__Written exercise__.
Please copy every item below word for word, leaving each line unchanged.

__Material for this task__.
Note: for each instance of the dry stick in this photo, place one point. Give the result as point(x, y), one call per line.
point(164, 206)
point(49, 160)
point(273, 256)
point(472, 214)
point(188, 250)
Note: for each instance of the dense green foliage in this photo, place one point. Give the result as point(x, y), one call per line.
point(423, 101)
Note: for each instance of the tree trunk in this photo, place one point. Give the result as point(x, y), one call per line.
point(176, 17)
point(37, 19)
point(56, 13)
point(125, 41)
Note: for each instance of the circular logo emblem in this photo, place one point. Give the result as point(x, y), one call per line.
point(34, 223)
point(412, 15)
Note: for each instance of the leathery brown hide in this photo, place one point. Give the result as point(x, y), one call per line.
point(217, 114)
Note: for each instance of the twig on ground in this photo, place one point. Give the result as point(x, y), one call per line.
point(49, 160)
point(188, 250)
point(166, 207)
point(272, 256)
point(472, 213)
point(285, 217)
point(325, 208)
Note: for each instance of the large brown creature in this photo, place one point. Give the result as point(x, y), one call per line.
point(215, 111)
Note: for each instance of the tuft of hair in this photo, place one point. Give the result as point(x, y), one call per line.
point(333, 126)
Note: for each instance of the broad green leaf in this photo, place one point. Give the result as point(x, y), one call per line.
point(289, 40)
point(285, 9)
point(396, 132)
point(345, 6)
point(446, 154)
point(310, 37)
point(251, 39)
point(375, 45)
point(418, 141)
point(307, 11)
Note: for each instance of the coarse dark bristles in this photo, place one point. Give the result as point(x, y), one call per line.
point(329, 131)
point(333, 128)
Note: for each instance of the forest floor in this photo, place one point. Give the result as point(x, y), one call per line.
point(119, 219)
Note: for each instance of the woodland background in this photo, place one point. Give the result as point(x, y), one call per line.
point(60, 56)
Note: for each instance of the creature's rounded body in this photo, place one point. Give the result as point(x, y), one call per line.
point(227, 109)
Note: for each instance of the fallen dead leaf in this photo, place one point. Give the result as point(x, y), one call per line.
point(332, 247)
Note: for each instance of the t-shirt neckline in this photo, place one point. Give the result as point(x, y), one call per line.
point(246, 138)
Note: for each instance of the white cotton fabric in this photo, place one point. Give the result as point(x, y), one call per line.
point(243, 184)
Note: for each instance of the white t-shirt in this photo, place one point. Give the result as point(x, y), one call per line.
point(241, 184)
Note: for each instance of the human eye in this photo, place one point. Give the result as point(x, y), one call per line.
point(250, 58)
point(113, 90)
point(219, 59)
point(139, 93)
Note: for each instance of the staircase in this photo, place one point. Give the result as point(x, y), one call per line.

__Response for this exercise__.
Note: for each instance of the dry stick in this photo, place one point. Give the result as point(x, y), one call per line.
point(164, 206)
point(49, 160)
point(273, 256)
point(472, 214)
point(188, 250)
Note: for each instance of the dense green foliage in this photo, place one point. Give the result as point(x, y), one call per line.
point(423, 101)
Note: for each instance of the tree trunk in this photo, place one point. Give the result as point(x, y), one call per line.
point(176, 17)
point(37, 19)
point(56, 13)
point(125, 41)
Note: for each instance of the circular logo emblem in this photo, place one point. Give the result as point(x, y), one call per line.
point(34, 223)
point(412, 15)
Note: for each instance of the leathery brown hide in this photo, place one point. Give the result as point(x, y), one call per line.
point(217, 114)
Note: for each instance of the twig on ground in this photo, place one point. Give the result as point(x, y), one call per line.
point(49, 160)
point(188, 250)
point(166, 207)
point(272, 256)
point(472, 213)
point(285, 217)
point(325, 208)
Note: for each instance of the large brown creature in this photo, place one point. Give the result as point(x, y), one call per line.
point(215, 111)
Note: for each instance of the tuft of hair in this photo, place one point. Give the result as point(x, y), one call per line.
point(333, 126)
Note: for each instance of the broad green leaf in this photo, place one point. Give the result as point(x, y), one call per line.
point(289, 40)
point(285, 9)
point(396, 132)
point(345, 6)
point(446, 154)
point(310, 37)
point(251, 39)
point(375, 45)
point(418, 141)
point(307, 11)
Note: for each instance of the coarse dark bristles in this photo, place one point. Give the result as point(x, y), one call per line.
point(329, 131)
point(333, 128)
Note: for each instance of the forest floor in this photo, place one point. Give the result as point(x, y), one call per line.
point(119, 219)
Note: for each instance of the woodland background in this photo, place one point. Give the result as point(x, y), one call per line.
point(60, 56)
Note: for each instance of the creature's rounded body in this photo, place one point. Give the result as point(x, y), one call per line.
point(227, 109)
Note: for each instance of the fallen dead leaf in this photo, place one point. Give the result as point(x, y), one call per line.
point(332, 247)
Note: for each instance of the t-shirt neckline in this photo, place one point. Give the result as point(x, y), one call per line.
point(246, 138)
Note: for each instance of the white cotton fabric in this photo, place one point. Give the result as point(x, y), one call per line.
point(243, 184)
Note: for each instance of the white t-shirt in this photo, place one point. Give the result as point(x, y), one call per line.
point(241, 184)
Note: for each instance of the human eye in this photo, place one point. Give the result as point(x, y), one call per line.
point(250, 58)
point(113, 90)
point(219, 59)
point(139, 93)
Note: for each instance of the staircase in this photo, place one point. Give the result as point(x, y), one call per line.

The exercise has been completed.